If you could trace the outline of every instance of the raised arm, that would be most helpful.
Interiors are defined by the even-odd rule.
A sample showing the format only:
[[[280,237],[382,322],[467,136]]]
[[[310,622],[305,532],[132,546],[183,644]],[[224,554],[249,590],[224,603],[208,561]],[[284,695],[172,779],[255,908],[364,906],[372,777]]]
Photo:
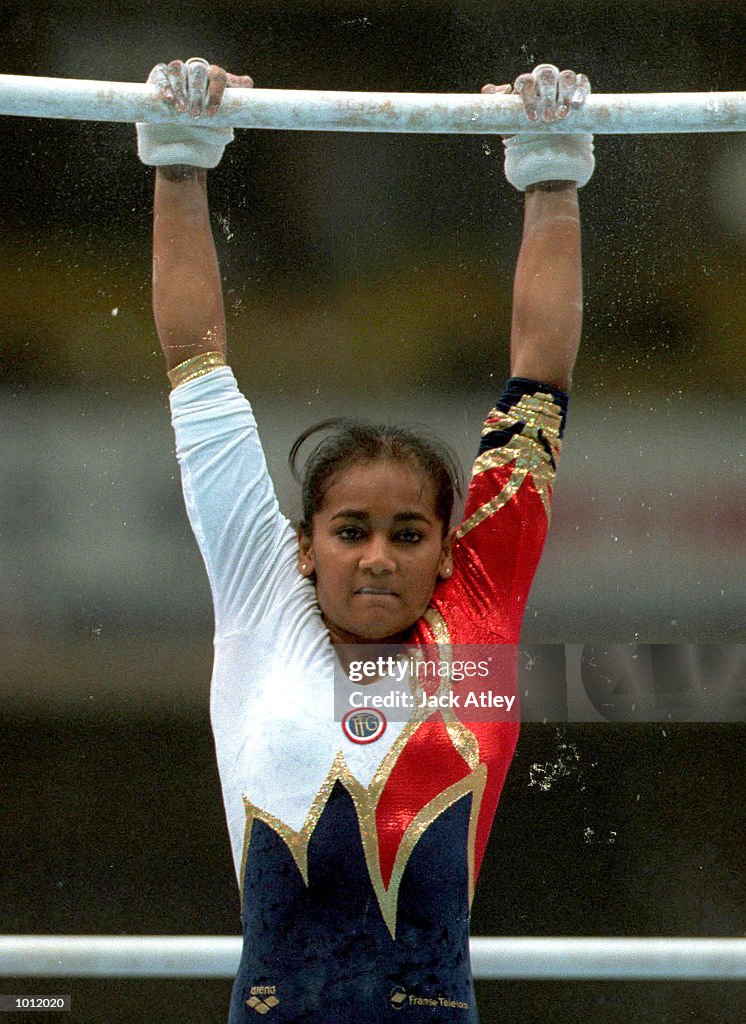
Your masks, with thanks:
[[[266,610],[280,577],[290,587],[303,582],[295,533],[280,513],[256,420],[223,365],[225,317],[207,172],[233,131],[209,118],[226,86],[252,82],[200,59],[159,64],[149,81],[183,115],[137,130],[140,158],[156,167],[153,306],[173,384],[176,456],[210,580],[216,636],[235,635]]]
[[[207,171],[233,138],[206,122],[227,87],[250,88],[199,58],[159,64],[149,82],[181,124],[138,125],[141,159],[156,167],[153,209],[153,312],[168,370],[204,352],[226,354],[225,310],[210,225]]]
[[[514,90],[531,121],[572,116],[585,102],[585,75],[542,64]],[[483,92],[509,92],[485,86]],[[568,391],[583,320],[578,186],[593,173],[590,135],[514,135],[505,139],[505,173],[525,192],[523,239],[513,284],[510,371]]]
[[[569,391],[582,323],[577,187],[575,182],[531,185],[513,283],[511,375]]]
[[[153,313],[168,370],[202,352],[226,354],[204,168],[175,164],[156,171]]]

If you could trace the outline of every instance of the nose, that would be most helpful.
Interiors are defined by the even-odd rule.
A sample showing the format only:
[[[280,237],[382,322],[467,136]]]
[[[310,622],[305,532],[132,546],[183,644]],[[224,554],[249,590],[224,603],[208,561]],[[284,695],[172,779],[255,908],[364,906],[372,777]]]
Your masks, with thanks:
[[[376,576],[383,576],[396,569],[396,560],[388,538],[370,537],[360,556],[360,568]]]

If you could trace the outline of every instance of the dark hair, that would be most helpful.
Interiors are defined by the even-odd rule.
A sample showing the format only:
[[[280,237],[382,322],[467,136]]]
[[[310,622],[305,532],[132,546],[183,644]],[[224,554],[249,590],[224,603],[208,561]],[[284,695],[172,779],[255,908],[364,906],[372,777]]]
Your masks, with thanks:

+---+

[TASK GOAL]:
Write out all the data exactly, minus pictures.

[REPLY TO THE TASK]:
If you could trace the outline of every instance of the raised arm, that would be most helpful.
Interiors are defined by the even-odd rule.
A sample showing the format only:
[[[280,237],[382,322],[467,136]]]
[[[310,622],[305,532],[132,546],[183,644]],[[224,554],[249,590],[224,603],[208,561]],[[284,695],[172,779],[255,908],[364,906],[372,777]]]
Photo:
Your masks, with thanks:
[[[266,610],[280,577],[290,587],[303,582],[295,533],[280,513],[256,420],[223,365],[225,317],[207,172],[233,131],[209,118],[226,86],[252,82],[200,59],[159,64],[149,81],[183,115],[137,130],[140,158],[156,167],[153,306],[173,384],[176,456],[210,580],[216,636],[235,635]]]
[[[207,171],[233,138],[206,122],[227,87],[250,88],[199,58],[159,64],[149,82],[181,124],[138,125],[141,159],[156,167],[153,209],[153,312],[168,370],[204,352],[226,354],[225,310],[210,225]]]
[[[514,90],[531,121],[572,116],[585,102],[585,75],[542,64]],[[483,92],[509,92],[485,86]],[[568,391],[583,320],[578,186],[593,173],[590,135],[514,135],[505,139],[505,173],[525,192],[523,239],[513,284],[510,371]]]
[[[569,391],[582,323],[577,187],[575,182],[531,185],[513,283],[511,375]]]
[[[153,313],[168,370],[202,352],[226,354],[204,168],[175,164],[156,171]]]

If you could trace the outline of every instance of the nose, that would be most helpful.
Interiors are defined by the even-odd rule.
A sample showing the format only:
[[[280,237],[382,322],[467,136]]]
[[[310,622],[305,532],[132,546],[183,644]],[[224,554],[249,590],[224,603],[208,561]],[[284,695],[172,779],[255,908],[364,906],[372,777]]]
Your masks, with thanks:
[[[376,576],[383,576],[396,569],[396,560],[388,538],[370,537],[360,556],[360,568]]]

If you could trace the outline of every instance of the dark hair, that would be most helpful.
Interiors are defined by the even-odd rule.
A sample showing the format only:
[[[280,237],[382,322],[467,136]]]
[[[310,622],[305,532],[132,546],[183,644]],[[224,554],[249,590],[224,603],[208,561]],[[284,695],[172,779],[255,908],[364,906],[372,777]]]
Your masks, with thanks:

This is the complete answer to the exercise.